# Your instructions
Write each line exactly as it stands, from the line containing "Would you be able to pick out the green vegetation" through the end of the data.

# Rows

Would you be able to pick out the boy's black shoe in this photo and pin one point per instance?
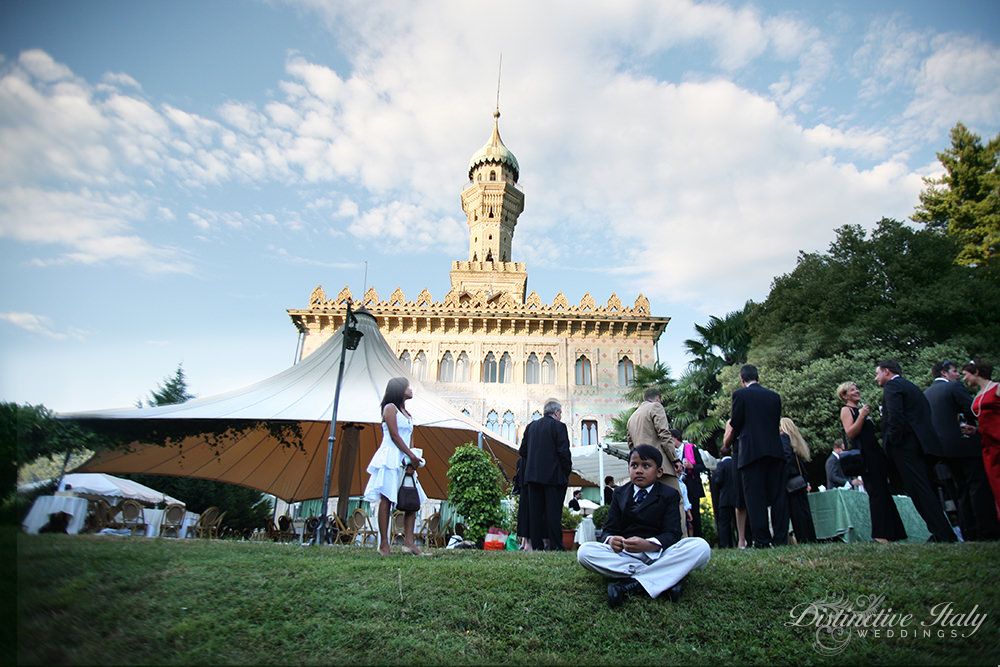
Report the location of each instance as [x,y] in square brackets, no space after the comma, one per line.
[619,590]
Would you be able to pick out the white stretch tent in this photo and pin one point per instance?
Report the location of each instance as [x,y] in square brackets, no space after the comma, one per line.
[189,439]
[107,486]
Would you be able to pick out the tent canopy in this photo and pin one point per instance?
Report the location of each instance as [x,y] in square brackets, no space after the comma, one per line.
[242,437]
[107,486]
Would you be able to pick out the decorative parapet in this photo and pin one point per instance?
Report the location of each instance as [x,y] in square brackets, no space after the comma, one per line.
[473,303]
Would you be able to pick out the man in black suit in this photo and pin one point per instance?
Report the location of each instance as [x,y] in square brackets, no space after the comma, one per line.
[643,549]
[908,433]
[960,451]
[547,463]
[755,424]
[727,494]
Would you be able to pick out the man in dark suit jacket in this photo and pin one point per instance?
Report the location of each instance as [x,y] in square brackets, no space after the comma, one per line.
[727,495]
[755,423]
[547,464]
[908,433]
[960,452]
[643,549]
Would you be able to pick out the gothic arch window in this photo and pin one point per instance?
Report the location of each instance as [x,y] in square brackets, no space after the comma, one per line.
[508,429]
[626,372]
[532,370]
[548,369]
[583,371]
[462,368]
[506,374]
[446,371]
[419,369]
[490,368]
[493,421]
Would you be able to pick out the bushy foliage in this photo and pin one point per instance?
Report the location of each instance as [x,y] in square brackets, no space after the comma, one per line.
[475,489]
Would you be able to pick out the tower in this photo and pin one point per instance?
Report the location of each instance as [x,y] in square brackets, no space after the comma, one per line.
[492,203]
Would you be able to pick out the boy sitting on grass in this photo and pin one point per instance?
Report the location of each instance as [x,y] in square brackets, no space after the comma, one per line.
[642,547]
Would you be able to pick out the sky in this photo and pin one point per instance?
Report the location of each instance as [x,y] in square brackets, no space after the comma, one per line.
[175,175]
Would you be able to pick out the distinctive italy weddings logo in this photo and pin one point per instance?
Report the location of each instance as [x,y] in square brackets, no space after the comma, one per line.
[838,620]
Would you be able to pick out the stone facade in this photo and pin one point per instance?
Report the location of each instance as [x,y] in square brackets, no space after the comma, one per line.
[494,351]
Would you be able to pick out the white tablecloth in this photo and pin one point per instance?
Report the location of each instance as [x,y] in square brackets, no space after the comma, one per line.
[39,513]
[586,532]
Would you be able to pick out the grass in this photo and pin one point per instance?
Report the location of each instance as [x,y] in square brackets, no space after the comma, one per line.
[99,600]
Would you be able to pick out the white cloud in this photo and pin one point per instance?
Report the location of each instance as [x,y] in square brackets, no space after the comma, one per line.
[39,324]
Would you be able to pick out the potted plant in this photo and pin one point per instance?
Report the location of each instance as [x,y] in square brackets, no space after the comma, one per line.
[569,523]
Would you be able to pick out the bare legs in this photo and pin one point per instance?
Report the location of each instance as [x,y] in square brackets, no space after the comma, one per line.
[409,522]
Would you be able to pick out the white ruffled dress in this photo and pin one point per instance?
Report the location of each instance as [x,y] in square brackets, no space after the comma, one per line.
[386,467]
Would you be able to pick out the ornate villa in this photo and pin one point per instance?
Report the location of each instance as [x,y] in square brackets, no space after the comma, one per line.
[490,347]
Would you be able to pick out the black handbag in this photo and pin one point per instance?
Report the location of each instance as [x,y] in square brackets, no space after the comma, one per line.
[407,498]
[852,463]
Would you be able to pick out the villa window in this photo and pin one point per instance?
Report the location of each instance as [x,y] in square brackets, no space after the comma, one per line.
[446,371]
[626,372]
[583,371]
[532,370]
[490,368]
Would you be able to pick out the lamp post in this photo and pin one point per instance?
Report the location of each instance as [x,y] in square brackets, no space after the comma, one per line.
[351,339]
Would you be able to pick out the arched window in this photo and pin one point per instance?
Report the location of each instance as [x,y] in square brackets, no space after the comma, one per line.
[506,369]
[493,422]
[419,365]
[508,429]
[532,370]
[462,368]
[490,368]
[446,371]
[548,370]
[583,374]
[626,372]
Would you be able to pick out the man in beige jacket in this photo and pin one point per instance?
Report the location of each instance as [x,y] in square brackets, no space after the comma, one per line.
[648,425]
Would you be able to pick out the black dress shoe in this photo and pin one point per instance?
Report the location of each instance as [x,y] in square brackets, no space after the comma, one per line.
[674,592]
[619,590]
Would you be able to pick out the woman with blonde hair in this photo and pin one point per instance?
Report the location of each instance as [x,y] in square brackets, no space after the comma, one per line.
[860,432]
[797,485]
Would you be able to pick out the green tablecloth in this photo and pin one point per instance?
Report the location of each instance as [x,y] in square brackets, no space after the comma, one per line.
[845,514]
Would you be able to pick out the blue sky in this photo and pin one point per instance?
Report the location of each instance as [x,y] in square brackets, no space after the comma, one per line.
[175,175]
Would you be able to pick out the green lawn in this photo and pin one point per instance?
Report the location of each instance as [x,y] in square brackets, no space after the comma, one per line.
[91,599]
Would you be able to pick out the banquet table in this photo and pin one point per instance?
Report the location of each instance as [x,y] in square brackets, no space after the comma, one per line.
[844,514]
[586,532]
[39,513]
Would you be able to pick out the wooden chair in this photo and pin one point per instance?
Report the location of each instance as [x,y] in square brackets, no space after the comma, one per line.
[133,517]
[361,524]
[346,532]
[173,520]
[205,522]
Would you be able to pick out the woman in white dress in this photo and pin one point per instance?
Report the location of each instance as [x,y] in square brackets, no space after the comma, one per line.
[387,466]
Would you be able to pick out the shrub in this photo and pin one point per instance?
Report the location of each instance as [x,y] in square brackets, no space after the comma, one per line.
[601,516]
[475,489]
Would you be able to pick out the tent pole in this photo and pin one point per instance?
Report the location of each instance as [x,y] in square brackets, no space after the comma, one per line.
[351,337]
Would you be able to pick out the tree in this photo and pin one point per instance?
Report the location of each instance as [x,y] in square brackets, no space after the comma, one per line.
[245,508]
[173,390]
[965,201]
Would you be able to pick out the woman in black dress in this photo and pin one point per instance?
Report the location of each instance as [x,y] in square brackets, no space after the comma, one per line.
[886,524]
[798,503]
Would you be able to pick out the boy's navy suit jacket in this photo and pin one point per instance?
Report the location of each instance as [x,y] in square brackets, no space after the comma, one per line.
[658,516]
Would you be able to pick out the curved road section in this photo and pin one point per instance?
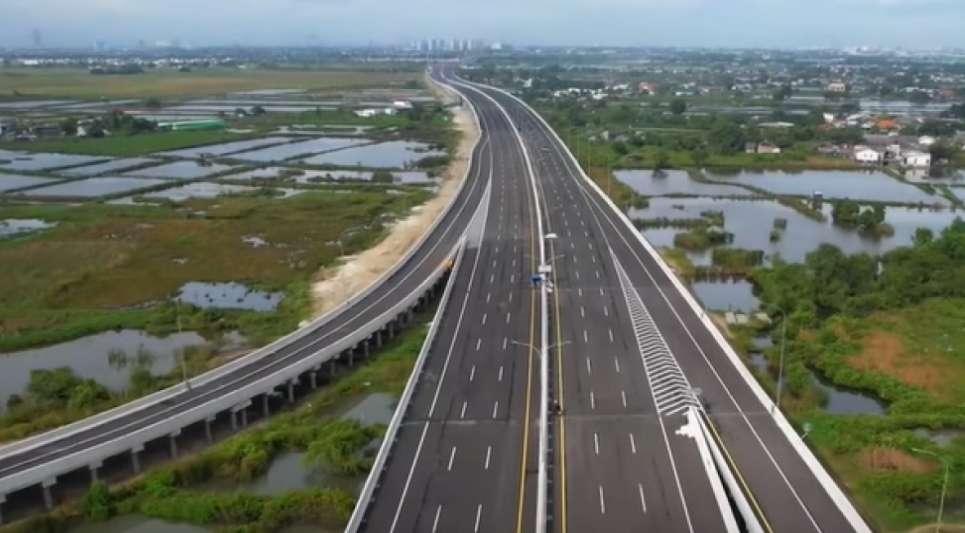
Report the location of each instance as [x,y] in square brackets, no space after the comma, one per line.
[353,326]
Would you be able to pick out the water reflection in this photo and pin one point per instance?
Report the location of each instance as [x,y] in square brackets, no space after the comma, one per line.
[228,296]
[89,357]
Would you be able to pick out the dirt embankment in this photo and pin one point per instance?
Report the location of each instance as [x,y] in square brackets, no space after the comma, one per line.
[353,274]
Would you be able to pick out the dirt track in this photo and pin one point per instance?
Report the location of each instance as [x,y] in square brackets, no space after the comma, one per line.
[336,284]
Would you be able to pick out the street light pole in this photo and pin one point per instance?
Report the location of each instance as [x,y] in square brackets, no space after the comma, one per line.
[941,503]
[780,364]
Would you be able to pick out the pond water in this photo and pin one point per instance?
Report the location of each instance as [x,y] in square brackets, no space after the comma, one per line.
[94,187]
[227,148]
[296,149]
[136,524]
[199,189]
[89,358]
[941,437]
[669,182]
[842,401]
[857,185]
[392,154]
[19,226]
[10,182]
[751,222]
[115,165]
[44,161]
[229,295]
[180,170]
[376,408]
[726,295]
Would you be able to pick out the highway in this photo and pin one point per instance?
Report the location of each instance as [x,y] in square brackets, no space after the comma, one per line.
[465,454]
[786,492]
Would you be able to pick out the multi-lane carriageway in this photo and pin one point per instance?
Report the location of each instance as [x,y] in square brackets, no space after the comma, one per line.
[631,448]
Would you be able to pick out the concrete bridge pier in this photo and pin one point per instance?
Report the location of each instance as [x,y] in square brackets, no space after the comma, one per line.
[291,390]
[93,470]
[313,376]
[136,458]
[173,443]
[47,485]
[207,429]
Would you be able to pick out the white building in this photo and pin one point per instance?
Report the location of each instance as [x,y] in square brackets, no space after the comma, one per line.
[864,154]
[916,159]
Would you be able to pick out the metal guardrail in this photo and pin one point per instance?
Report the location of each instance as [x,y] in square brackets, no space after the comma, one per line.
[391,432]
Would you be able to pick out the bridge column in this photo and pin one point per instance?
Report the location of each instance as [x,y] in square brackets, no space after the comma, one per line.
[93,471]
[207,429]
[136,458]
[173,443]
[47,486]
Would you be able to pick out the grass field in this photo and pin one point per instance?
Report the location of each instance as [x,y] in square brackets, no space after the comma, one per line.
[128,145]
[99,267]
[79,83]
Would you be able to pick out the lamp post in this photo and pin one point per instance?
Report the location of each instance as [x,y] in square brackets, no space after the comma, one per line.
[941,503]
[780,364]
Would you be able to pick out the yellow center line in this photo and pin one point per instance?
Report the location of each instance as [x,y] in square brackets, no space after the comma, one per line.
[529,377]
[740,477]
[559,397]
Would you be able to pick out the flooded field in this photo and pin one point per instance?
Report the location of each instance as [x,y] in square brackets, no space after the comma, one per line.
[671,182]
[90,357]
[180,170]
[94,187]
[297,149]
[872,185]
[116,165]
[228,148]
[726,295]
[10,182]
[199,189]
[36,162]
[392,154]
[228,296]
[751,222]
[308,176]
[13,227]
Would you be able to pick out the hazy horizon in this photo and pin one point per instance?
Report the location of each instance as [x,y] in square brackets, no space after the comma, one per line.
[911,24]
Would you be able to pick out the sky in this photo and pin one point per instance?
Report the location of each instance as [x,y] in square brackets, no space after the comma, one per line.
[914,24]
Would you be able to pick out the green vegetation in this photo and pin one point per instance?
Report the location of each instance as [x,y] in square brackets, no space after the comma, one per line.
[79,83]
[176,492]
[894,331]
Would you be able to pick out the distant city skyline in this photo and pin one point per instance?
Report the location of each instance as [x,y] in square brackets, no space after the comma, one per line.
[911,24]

# Task solution
Would you be able to pick out the green vegetation in this photo and pin one point per instance?
Report the location of each instance as [x,y] in square brackets, no space after the comma, one per line.
[79,83]
[176,492]
[894,331]
Would you be able to pick out the distant city skyline in this photo and pin one point per instance?
Report the location of each instance as [x,y] in square brackets, no space after the comma, one per line.
[911,24]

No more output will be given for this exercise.